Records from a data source

================

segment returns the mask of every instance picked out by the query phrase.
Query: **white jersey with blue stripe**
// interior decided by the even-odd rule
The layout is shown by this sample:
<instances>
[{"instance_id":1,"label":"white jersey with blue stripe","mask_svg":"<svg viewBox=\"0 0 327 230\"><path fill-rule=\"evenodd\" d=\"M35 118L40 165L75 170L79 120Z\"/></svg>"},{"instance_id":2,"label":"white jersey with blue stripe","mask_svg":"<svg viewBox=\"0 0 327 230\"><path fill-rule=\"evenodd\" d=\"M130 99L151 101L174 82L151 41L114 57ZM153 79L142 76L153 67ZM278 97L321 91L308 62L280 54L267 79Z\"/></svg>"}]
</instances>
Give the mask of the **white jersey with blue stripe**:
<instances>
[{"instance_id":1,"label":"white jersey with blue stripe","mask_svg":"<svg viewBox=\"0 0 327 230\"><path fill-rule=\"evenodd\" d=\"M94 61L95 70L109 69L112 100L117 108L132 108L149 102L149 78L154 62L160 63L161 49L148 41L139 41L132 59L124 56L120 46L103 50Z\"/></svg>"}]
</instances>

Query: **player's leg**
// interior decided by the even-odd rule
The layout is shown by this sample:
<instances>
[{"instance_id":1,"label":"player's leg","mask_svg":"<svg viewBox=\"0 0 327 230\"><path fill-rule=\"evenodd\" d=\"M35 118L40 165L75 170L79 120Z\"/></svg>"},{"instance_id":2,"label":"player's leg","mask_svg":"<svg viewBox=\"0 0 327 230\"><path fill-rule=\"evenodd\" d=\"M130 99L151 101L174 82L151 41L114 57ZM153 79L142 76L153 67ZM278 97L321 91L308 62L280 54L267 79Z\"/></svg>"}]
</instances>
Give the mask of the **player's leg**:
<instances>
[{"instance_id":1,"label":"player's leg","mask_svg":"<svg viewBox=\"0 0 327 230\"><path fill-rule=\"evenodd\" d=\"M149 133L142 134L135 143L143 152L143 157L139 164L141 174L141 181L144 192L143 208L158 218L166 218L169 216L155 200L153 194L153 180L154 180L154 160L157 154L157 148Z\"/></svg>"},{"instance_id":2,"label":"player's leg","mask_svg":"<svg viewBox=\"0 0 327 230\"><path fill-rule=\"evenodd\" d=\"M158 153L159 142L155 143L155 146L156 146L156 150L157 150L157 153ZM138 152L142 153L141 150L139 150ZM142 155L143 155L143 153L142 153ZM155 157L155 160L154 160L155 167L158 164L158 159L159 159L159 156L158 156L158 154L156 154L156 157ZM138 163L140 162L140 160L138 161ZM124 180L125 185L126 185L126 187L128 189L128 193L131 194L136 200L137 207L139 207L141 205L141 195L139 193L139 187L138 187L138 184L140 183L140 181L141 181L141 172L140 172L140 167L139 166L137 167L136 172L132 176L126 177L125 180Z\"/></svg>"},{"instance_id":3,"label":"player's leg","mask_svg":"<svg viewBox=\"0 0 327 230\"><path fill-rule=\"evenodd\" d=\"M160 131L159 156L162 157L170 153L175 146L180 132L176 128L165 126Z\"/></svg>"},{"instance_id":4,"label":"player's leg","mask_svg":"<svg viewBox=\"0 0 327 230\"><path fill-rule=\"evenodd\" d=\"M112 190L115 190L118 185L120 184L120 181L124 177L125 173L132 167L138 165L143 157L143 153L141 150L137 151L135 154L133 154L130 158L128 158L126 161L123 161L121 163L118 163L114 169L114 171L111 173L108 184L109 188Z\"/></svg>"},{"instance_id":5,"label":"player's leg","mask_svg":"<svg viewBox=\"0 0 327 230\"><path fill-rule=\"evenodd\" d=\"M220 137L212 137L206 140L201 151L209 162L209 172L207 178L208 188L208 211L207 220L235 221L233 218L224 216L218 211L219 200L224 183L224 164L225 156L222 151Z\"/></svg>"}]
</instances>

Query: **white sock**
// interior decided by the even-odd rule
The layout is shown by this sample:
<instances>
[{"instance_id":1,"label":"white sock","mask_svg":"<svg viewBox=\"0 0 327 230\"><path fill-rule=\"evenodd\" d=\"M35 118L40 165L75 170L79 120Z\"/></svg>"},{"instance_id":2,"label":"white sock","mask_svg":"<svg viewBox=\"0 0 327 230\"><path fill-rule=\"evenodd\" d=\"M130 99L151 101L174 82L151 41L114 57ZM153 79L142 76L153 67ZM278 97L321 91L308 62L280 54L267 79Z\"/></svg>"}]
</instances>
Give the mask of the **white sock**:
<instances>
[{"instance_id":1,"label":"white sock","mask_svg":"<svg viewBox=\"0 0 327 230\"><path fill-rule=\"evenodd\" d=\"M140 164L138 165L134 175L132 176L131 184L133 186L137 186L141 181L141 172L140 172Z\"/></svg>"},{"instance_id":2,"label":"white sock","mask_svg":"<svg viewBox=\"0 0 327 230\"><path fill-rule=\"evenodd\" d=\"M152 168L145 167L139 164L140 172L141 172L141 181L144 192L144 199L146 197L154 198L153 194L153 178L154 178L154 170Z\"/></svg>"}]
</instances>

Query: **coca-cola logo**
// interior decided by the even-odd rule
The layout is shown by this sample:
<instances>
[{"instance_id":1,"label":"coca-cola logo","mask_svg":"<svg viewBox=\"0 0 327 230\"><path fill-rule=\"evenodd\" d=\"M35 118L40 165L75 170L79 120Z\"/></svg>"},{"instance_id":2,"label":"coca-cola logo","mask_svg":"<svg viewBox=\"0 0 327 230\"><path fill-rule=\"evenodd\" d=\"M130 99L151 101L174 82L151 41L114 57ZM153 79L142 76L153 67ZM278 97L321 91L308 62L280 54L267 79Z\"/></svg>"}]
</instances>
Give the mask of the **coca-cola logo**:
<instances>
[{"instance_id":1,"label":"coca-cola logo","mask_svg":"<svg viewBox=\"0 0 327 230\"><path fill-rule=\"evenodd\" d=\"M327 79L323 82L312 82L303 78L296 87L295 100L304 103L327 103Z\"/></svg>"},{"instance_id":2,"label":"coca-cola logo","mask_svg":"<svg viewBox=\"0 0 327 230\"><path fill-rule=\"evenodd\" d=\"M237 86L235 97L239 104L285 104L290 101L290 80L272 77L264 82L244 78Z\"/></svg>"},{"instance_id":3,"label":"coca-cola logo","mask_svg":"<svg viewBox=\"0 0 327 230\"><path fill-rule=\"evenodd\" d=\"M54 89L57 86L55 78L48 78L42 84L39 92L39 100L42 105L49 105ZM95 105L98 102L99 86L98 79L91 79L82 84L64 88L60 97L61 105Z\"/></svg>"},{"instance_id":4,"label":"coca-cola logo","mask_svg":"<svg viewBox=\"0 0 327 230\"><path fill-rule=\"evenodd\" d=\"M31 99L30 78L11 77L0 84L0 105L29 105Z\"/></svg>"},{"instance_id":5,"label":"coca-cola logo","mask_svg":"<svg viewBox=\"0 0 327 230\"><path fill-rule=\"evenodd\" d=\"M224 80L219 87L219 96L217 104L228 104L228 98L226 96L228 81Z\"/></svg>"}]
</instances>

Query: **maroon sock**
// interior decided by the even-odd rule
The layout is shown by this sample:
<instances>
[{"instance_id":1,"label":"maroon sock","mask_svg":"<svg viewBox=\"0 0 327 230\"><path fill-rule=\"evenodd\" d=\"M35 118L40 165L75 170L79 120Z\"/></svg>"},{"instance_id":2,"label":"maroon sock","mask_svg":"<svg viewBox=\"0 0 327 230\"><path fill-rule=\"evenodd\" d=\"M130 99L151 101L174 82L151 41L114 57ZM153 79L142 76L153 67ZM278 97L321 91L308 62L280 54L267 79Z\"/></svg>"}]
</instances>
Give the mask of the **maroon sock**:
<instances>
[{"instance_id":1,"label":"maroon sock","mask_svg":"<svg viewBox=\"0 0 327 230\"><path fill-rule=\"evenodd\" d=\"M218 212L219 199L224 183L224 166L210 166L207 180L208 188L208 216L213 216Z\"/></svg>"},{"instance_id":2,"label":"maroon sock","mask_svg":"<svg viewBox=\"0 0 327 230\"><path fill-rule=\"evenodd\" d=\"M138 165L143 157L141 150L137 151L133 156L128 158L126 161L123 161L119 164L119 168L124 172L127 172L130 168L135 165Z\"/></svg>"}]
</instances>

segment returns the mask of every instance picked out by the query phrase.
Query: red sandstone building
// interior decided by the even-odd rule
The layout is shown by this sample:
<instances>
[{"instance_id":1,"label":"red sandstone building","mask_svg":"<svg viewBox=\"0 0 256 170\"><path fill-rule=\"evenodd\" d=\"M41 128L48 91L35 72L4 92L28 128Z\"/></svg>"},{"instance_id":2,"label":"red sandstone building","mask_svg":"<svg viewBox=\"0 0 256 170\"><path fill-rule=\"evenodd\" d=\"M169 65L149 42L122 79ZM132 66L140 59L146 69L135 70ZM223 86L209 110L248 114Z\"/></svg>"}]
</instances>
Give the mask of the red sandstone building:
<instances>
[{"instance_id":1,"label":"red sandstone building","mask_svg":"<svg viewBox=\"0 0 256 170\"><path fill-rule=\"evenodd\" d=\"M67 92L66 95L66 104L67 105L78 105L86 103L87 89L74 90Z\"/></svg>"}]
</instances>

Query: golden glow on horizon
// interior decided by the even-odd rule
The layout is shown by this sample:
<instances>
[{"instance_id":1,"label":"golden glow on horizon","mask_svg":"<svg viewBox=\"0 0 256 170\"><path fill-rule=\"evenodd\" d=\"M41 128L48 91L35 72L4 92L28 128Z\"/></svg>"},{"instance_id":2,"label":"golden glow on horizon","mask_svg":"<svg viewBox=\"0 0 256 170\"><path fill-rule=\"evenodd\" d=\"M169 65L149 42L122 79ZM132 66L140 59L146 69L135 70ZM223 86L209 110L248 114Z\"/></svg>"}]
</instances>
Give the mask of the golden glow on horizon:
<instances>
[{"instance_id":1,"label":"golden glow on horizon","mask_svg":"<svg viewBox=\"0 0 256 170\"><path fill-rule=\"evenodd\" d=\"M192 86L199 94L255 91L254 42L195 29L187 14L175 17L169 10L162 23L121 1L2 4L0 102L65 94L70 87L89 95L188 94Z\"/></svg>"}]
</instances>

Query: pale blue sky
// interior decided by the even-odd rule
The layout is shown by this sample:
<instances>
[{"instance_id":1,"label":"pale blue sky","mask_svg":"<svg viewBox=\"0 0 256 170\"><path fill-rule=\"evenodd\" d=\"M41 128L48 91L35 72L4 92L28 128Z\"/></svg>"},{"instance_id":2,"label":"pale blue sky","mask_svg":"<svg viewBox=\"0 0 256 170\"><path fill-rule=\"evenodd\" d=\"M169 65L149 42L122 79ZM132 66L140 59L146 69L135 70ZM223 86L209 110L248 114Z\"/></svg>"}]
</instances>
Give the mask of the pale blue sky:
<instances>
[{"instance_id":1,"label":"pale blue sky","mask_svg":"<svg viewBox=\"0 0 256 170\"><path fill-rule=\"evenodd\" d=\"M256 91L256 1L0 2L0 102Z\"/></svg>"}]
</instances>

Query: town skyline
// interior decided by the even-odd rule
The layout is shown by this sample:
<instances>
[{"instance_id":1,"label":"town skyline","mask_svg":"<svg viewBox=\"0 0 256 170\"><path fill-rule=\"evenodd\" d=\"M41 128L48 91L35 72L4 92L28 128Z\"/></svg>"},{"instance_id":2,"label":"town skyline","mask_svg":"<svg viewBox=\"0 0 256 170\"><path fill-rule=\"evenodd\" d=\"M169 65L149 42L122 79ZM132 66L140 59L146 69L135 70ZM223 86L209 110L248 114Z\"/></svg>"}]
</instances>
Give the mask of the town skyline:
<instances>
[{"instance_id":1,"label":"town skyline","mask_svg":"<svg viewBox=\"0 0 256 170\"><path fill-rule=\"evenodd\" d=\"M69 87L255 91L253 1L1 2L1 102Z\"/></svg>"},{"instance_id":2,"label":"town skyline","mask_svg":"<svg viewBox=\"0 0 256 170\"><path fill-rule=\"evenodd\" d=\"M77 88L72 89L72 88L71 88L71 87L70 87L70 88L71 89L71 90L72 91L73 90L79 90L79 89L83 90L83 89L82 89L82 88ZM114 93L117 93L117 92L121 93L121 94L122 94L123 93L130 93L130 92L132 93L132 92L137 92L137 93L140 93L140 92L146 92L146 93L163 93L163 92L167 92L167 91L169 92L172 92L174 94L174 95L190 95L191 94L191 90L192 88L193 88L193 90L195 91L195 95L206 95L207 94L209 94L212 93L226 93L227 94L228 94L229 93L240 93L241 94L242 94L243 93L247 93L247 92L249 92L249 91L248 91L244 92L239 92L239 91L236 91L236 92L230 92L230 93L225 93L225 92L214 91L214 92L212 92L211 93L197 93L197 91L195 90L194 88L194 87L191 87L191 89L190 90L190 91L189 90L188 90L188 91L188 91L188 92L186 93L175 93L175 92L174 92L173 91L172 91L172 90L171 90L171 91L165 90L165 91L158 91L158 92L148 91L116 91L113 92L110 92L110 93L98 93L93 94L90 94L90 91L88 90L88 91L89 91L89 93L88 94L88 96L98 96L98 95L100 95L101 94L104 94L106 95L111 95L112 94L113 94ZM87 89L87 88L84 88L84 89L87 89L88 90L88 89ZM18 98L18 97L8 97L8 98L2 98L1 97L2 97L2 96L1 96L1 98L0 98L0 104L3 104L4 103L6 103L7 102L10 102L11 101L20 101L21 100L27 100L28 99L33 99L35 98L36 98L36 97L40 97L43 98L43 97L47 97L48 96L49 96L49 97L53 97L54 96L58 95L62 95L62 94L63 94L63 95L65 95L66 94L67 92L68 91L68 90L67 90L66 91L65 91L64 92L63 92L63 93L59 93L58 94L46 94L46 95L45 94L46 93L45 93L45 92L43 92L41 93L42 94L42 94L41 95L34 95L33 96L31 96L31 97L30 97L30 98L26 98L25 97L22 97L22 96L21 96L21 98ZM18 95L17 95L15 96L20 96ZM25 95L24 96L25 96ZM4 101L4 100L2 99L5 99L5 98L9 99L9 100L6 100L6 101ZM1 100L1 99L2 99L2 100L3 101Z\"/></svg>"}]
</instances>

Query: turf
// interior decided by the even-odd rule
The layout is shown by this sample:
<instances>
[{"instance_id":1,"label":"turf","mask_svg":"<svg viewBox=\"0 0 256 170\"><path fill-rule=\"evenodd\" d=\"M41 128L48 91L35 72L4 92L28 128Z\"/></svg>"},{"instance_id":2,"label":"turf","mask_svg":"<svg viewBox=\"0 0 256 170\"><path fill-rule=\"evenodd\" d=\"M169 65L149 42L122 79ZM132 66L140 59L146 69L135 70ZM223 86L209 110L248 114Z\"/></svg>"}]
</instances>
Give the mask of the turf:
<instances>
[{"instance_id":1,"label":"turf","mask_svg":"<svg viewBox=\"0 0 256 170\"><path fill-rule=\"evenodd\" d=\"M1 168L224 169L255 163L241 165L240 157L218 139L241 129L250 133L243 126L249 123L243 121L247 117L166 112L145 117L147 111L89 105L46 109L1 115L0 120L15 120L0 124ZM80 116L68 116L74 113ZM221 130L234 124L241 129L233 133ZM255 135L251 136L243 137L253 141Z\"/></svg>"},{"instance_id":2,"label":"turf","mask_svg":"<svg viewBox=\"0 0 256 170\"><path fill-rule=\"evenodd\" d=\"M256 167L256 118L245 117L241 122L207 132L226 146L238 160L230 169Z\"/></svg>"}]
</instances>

================

* [Exercise prompt]:
How many lines of the items above contain the string "turf"? Give only the number.

* [Result]:
4